[Data items]
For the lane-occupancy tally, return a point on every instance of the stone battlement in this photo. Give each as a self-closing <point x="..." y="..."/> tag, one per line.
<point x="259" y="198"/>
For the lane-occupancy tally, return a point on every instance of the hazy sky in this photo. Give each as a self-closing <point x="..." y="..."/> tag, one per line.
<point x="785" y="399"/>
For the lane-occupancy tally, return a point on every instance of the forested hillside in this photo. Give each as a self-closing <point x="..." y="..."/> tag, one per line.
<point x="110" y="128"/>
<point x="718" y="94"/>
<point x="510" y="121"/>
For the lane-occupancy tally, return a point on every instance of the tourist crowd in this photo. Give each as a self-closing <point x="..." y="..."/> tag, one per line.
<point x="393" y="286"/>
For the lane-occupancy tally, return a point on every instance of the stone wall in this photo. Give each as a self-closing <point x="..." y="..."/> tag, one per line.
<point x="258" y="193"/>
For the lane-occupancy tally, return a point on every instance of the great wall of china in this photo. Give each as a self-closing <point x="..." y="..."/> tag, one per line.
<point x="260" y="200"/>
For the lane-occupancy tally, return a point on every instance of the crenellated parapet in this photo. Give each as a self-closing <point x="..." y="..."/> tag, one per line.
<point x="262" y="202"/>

▶ _Goal_: Rewrite the data items above as a two-column CSV with the header row text,answer, one row per item. Put each item's text in the text column and its full answer in the answer column, enclosing each field in double quotes and replacing every line break with a space.

▶ _Finished answer_:
text,answer
"For the lane-occupancy tally, return a point on every instance of the stone battlement in this photo. Give each as a self-closing <point x=""..."" y=""...""/> tag, one per line.","<point x=""259"" y=""198""/>"
"For the lane-occupancy tally, return a point on every instance of the hazy sky in this photo. Give each as a self-closing <point x=""..."" y=""...""/> tag, one per line.","<point x=""785"" y=""399""/>"
"For the lane-occupancy tally, return a point on every instance of the forested hillside in this photo. Give each as a self-closing <point x=""..."" y=""...""/> tag, one per line.","<point x=""110"" y=""128""/> <point x=""718"" y=""94""/> <point x=""510"" y=""121""/>"
"For the lane-occupancy tally, return a point on every instance of the tourist crowd in this photo. Give each as a self-closing <point x=""..."" y=""...""/> tag, one per line.","<point x=""393"" y=""286""/>"
"For the lane-occupancy tally, return a point on every instance of the stone wall in this photo. Give each as a self-closing <point x=""..."" y=""...""/> tag, one per line.","<point x=""258"" y=""193""/>"
"For the lane-occupancy tally, return a point on every instance of the great wall of china in this photo. Give each as a self-closing <point x=""..."" y=""...""/> tag, one per line.","<point x=""260"" y=""200""/>"
"For the lane-occupancy tally, return a point on every instance of the crenellated parapet in this photo. Give each as a self-closing <point x=""..."" y=""...""/> tag, one per line.","<point x=""262"" y=""202""/>"